▶ [Texte fourni]:
Des Tchèques et des Slovaques dans les camps de prisonniers de guerre soviétiques

Goulag, photo : Public Domain

Moins connu que le Goulag, le GUPVI est un autre système de camps soviétiques destiné prioritairement aux prisonniers de guerre pendant la Deuxième Guerre mondiale et les années qui ont suivi. Quelques dizaines de milliers de Tchécoslovaques y ont été détenus, plusieurs milliers y sont morts. Des documents, mis à disposition par les Archives militaires de la Fédération de Russie (RGAV), vont désormais permettre à des chercheurs tchèques et slovaques de mieux connaître leur histoire.

Mettre la main sur les précieuses archives

Goulag,  photo : Public Domain
Personnalité connue de la région de Banská Bystrica, au cœur de la Slovaquie, et directeur du non moins fameux Musée du Soulèvement national slovaque (SNP), Stanislav Mičev était à Prague fin septembre pour remettre symboliquement la précieuse base de données aux collègues de l’Institut d’étude des régimes totalitaires (ÚSTR). « Vous voyez cette clef USB ? C’est la plus précieuse en Tchéquie et en Slovaquie », fanfaronne-t-il. Du côté, de l’institut tchèque, où un des axes de travail s’intéresse plutôt au système du Goulag, le directeur, Zdeněk Hazdra, n’est cependant pas mécontent de la collaboration tchéco-slovaque :

Zdeněk Hazdra,  photo : Šárka Ševčíková,  ČRo
« Au sein de notre institut, nos collègues s’intéressent depuis longtemps à la problématique du Goulag. Cela ne nous a pas empêché, quand nous avons rencontré Stanislav Mičev voici deux ans, de saluer cette initiative et de contribuer à l’obtention de cette base de données de ces Tchécoslovaques passés par cette autre administration pénitentiaire. Parce qu’en fait, ces projets sont liés et se complètent. On a d’ailleurs constaté que certaines personnes sont passées par le GUPVI puis par le Goulag, et inversement. »

[Annotations de régions]
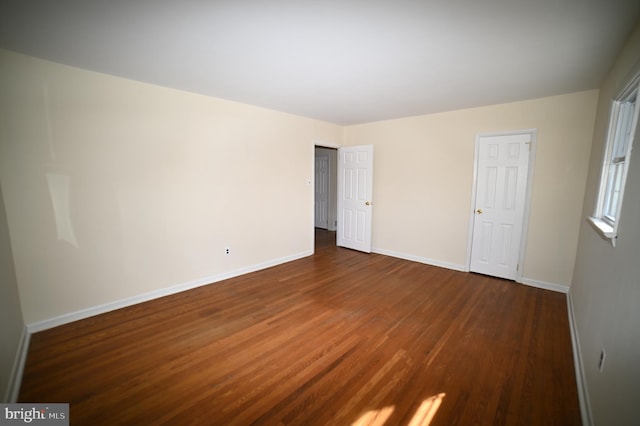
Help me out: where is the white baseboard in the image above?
[567,293,593,426]
[518,277,569,294]
[4,327,31,403]
[27,251,313,334]
[371,247,468,272]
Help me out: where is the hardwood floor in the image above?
[19,231,580,425]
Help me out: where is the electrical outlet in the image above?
[598,348,607,373]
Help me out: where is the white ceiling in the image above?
[0,0,640,124]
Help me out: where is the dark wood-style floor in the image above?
[19,231,580,425]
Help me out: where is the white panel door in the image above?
[336,145,373,253]
[314,155,329,229]
[470,134,531,280]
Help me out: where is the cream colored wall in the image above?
[569,24,640,425]
[0,186,25,402]
[0,51,342,324]
[345,90,598,286]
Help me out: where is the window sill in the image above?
[587,216,618,247]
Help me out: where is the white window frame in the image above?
[588,74,640,247]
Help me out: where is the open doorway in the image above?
[314,145,338,249]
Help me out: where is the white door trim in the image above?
[307,140,342,254]
[465,129,537,283]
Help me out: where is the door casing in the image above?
[465,129,537,283]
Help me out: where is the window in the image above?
[589,76,640,246]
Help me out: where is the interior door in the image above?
[469,134,531,280]
[336,145,373,253]
[314,155,329,229]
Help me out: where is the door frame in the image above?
[465,129,538,283]
[307,140,342,254]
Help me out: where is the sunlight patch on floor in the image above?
[409,393,445,426]
[351,393,445,426]
[351,405,395,426]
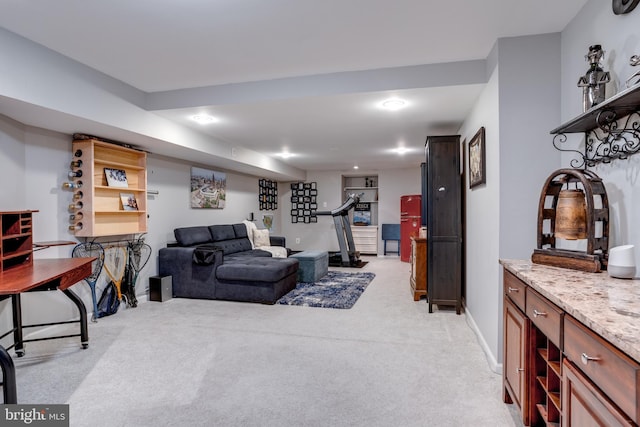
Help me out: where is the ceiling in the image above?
[0,0,587,176]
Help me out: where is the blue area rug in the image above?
[277,271,376,308]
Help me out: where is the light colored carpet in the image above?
[14,257,519,427]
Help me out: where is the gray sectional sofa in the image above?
[158,224,298,304]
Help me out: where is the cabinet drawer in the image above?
[562,359,635,427]
[526,287,564,348]
[502,270,527,311]
[564,316,640,423]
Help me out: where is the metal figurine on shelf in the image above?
[578,44,611,111]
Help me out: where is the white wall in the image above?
[460,34,560,371]
[460,69,501,370]
[561,0,640,274]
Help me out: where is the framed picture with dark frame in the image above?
[469,127,487,188]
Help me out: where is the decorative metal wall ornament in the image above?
[291,182,318,224]
[626,55,640,87]
[578,44,611,111]
[612,0,640,15]
[553,110,640,168]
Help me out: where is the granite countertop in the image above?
[500,259,640,363]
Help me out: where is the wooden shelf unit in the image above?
[72,139,147,237]
[530,325,562,426]
[0,211,38,271]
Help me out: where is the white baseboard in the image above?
[465,307,502,375]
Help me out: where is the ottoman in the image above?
[289,251,329,283]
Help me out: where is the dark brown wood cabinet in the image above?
[422,135,462,314]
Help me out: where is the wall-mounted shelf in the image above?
[72,138,147,237]
[551,84,640,168]
[0,211,38,271]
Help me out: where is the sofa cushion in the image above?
[214,238,251,256]
[253,229,271,248]
[224,249,272,262]
[216,257,298,282]
[173,226,211,246]
[209,224,236,243]
[193,243,222,265]
[233,224,251,240]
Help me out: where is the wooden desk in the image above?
[0,258,94,404]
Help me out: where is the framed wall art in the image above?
[258,179,278,211]
[191,167,227,209]
[469,127,487,188]
[291,182,318,224]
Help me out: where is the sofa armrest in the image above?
[269,236,287,248]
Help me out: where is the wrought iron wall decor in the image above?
[551,85,640,169]
[612,0,640,15]
[291,182,318,224]
[258,179,278,211]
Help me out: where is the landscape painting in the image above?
[191,167,227,209]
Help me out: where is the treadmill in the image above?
[316,194,362,267]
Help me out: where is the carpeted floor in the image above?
[278,271,376,308]
[7,257,521,427]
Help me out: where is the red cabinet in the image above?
[400,194,422,262]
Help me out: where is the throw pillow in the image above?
[253,229,271,248]
[242,219,258,249]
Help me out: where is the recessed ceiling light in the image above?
[278,151,293,159]
[380,98,407,111]
[191,114,218,125]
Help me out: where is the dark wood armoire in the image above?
[422,135,463,314]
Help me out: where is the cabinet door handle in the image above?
[580,353,601,365]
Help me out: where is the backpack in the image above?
[96,281,120,318]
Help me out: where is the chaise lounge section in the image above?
[158,224,298,304]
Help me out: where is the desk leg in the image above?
[11,294,24,357]
[0,346,18,405]
[62,288,89,348]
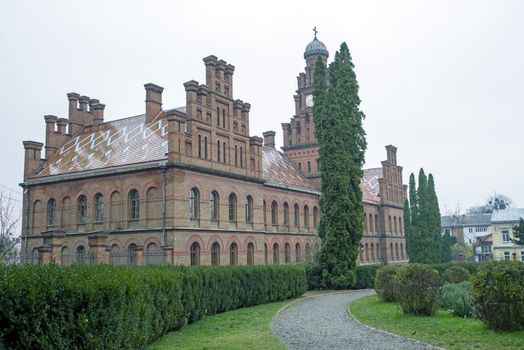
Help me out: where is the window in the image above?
[77,195,87,224]
[76,245,87,264]
[209,191,220,221]
[47,198,56,226]
[284,202,289,227]
[246,196,253,224]
[189,242,200,266]
[295,243,302,264]
[247,242,255,265]
[129,190,140,220]
[229,193,237,222]
[273,243,280,265]
[211,242,220,266]
[501,230,510,242]
[95,193,104,222]
[304,205,309,228]
[229,243,238,265]
[189,188,200,220]
[271,201,278,226]
[293,204,300,227]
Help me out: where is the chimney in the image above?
[262,131,275,148]
[144,83,164,123]
[23,141,44,181]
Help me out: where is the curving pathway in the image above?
[271,290,437,350]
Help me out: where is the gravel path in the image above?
[271,290,437,350]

▶ [Énoncé]: Mettez à jour le texte sur les Tchécoslovaques du GUPVI, de « Des Tchèques et » à « connaître leur histoire. », en remplaçant « Deuxième Guerre mondiale » par « Seconde Guerre mondiale ».

▶ [Solution rédigée]:
Des Tchèques et des Slovaques dans les camps de prisonniers de guerre soviétiques

Goulag, photo : Public Domain

Moins connu que le Goulag, le GUPVI est un autre système de camps soviétiques destiné prioritairement aux prisonniers de guerre pendant la Seconde Guerre mondiale et les années qui ont suivi. Quelques dizaines de milliers de Tchécoslovaques y ont été détenus, plusieurs milliers y sont morts. Des documents, mis à disposition par les Archives militaires de la Fédération de Russie (RGAV), vont désormais permettre à des chercheurs tchèques et slovaques de mieux connaître leur histoire.